*DIRECTIVE*
Please copy out verbatim the portion of the listing that opens with the line containing "Where can the door" and closes with the line containing "point(355, 193)", including both of those lines and nothing else.

*TASK DATA*
↓

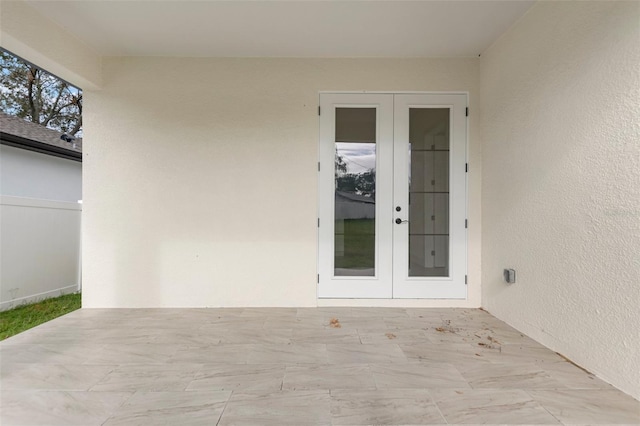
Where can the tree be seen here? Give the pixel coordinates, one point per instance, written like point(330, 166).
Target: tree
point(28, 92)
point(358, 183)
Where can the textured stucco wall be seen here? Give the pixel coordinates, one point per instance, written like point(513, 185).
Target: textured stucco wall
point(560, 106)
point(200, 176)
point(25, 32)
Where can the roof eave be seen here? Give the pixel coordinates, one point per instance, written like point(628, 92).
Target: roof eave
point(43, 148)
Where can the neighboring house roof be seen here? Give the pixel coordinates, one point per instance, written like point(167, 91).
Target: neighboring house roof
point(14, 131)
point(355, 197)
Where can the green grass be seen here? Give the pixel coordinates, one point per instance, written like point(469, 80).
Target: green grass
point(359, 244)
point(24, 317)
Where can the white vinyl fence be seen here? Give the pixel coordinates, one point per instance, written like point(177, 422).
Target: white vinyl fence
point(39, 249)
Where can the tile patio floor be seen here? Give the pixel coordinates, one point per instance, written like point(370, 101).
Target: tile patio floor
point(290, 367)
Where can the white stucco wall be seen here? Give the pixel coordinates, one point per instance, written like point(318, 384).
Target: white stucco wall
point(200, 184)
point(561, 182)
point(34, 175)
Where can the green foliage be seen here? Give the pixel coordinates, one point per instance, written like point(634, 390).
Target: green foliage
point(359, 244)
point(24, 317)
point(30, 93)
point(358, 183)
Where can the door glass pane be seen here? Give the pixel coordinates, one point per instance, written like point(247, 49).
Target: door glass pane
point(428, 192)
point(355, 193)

↑
↓

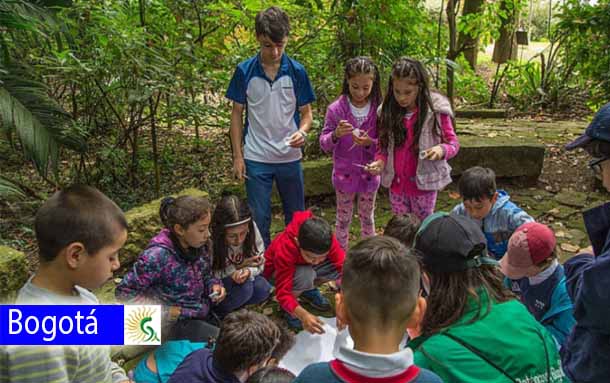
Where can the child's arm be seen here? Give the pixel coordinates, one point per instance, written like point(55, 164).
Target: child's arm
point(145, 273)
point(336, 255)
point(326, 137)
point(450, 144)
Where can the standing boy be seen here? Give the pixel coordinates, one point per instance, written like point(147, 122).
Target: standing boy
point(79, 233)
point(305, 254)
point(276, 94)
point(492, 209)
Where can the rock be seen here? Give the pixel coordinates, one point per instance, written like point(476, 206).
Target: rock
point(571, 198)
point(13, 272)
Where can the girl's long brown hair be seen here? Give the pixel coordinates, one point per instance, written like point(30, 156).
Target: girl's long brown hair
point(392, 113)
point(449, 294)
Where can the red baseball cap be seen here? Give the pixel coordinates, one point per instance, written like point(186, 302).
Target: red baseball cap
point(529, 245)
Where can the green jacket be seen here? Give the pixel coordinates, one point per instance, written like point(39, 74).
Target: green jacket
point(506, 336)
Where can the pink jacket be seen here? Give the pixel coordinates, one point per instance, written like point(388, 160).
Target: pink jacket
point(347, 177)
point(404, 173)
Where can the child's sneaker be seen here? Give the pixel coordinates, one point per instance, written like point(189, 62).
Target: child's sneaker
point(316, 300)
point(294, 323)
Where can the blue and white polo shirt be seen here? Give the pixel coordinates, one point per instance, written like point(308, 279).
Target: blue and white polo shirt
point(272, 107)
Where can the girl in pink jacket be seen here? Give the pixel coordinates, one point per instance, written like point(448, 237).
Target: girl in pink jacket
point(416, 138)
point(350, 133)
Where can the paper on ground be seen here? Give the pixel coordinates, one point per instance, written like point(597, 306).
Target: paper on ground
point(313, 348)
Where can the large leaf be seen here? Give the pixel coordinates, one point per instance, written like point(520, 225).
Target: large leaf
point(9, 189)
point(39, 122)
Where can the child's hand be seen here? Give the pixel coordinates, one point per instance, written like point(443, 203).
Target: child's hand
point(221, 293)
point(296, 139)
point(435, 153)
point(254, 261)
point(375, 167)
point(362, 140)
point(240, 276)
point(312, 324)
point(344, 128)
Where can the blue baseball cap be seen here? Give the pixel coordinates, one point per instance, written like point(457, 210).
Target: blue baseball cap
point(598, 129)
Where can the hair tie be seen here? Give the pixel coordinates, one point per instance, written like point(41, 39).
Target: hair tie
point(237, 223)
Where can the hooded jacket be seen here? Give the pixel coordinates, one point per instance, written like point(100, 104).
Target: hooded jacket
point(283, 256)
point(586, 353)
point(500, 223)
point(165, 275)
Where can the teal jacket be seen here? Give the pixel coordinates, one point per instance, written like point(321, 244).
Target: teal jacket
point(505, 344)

↑

*SOLUTION FOR THIS EXERCISE*
Where can the door glass pane be seen here? Give the pixel coordinates, one point per instance, written like point(247, 49).
Target: door glass pane
point(428, 192)
point(355, 193)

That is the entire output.